» **PROVIDED PASSAGE**:
Teaming up with a NASA-trained aerospace technician named Cowers, Anderson managed to get 84 slaves aboard a Moon ship and headed for one of the gigantic airlocks in the dome. However, a technician in the main control room saw what was happening and raised the alarm. The airlock was sealed shut and Gowers, who was flying the ship, panicked and lost control, sending it crashing into the dome. The resulting explosion tore a hole in the protective shell and the resultant cataclysmic depressurisation killed almost everyone at the base. As a result of this disaster, an earlier base in the crater Cassini was redeveloped, and Alternative 3 is going ahead as planned.
As mentioned, the huge number of telephone calls from concerned viewers resulted in a speedy statement from Anglia Television that Alternative 3 had been an April Fool’s Day jape and nothing more. Indeed, the participation of several quite well-known actors (one of whom appeared in a dog food commercial before the beginning of the programme!) could mean little else. In spite of this, Alternative 3 has taken on a life of its own, offering a kind of template for the suspicions of other writers and conspiracy researchers.

» **JOB 1**:
Translate this sentence from the passage about the Alternative 3 broadcast into Spanish: "However, a technician in the main control room saw what was happening and raised the alarm."
» **JOB 2**:
Pick up the passage about the Alternative 3 broadcast after its last sentence and write one more paragraph that carries it forward.

» **ENTRIES SHOWN**:
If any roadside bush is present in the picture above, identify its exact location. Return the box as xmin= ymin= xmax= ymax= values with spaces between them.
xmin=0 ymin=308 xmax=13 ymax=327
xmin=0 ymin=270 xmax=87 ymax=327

---

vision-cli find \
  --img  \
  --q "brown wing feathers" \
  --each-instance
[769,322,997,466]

» **WRITTEN ANSWER 1**:
Sin embargo, un técnico de la sala de control principal vio lo que estaba ocurriendo y dio la alarma.

» **WRITTEN ANSWER 2**:
Most notable among these is the American conspiratologist Jim Keith (who sadly died in September 1999). In his Casebook on Alternative 3 (1994), he lists more than 30 scientists connected with the Strategic Defence Initiative (SDI) ‘Star Wars’ anti-missile project who either committed suicide, disappeared or otherwise died in mysterious circumstances. This parallel with the missing scientists in the Alternative 3 scenario is an example of Keith’s case as presented in his book. When the conspiracy is examined closely, its principal elements become recognisable aspects of other conspiracy theories. It is as if the creators of the Anglia Television programme had pre-empted the protagonists of Umberto Eco’s novel Foucault’s Pendulum, in which a small group of bored intellectuals working for a publisher of esoteric texts take all the information they can find on secret societies and historical conspiracies, and feed it into a computer nicknamed ‘Abulafia’ (after the Cabalist). The computer then links all of the snippets it has been given into a cogent and internally consistent (although completely fictitious) scenario in which all the secret societies in history have handed down to each other the elements of a fantastic Secret that will give the holder incredible power. Through indiscretion, word of the protagonists’ discovery spreads through the international network of contemporary secret occult groups, who then hound the intellectuals (literally) to death, thinking that they have the Secret. The book’s hero, Casaubon, meets his death at the hands of occultists who wish the Secret to remain a secret.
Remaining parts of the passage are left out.